In a Greek fragment of Leviticus among the Dead Sea Scrolls (4Q120), the Sacred Name is treated differently: the copyist wrote neither the Hebrew
Tetragrammaton nor the contraction for Κυριος; instead he wrote ΙΑΩ, a series
of Greek vowels which could be used to vocalize the Tetragrammaton; these
letters served as a proxy for the Tetragrammaton itself. (The IAW-vocalization is also found on some
charm-talismans.)
P. Oxy 3522 (See the detail at the Oxyrhynchus Online website) |
Even later, in the 400s-500s, some
copyists of Greek manuscripts still gave the Tetragrammaton special treatment. This is seen in a fragmentary palimpsest of portions of Aquila's Translation of First & Second Kings found at the Cairo Genizah in the 1800s and published by F. C. Burkitt in 1897. (It was found with some other palimpsests.) In the lower writing, which consists of text from First & Second Kings (or, Third & Fourth Kings, using the
Septuagint’s titles), the Tetragrammaton, written in Hebrew letters, is repeatedly
embedded in the Greek text.

————————

> _Your objective_: Give back the entire passage above on the Tetragrammaton in Greek manuscripts, word for word.

Pointing and labeling entries:

————————

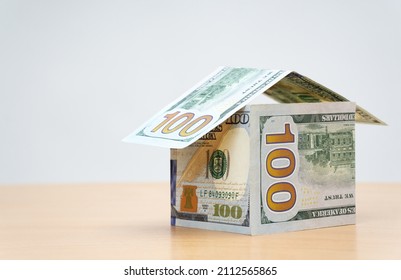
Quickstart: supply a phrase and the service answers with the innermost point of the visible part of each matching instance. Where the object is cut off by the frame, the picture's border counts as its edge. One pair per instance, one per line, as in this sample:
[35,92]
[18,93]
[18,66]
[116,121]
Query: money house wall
[217,184]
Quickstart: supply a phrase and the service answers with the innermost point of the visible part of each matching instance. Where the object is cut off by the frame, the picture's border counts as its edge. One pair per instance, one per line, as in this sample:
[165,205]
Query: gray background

————————

> _Full response_:
In a Greek fragment of Leviticus among the Dead Sea Scrolls (4Q120), the Sacred Name is treated differently: the copyist wrote neither the Hebrew
Tetragrammaton nor the contraction for Κυριος; instead he wrote ΙΑΩ, a series
of Greek vowels which could be used to vocalize the Tetragrammaton; these
letters served as a proxy for the Tetragrammaton itself. (The IAW-vocalization is also found on some
charm-talismans.)
P. Oxy 3522 (See the detail at the Oxyrhynchus Online website) |
Even later, in the 400s-500s, some
copyists of Greek manuscripts still gave the Tetragrammaton special treatment. This is seen in a fragmentary palimpsest of portions of Aquila's Translation of First & Second Kings found at the Cairo Genizah in the 1800s and published by F. C. Burkitt in 1897. (It was found with some other palimpsests.) In the lower writing, which consists of text from First & Second Kings (or, Third & Fourth Kings, using the
Septuagint’s titles), the Tetragrammaton, written in Hebrew letters, is repeatedly
embedded in the Greek text.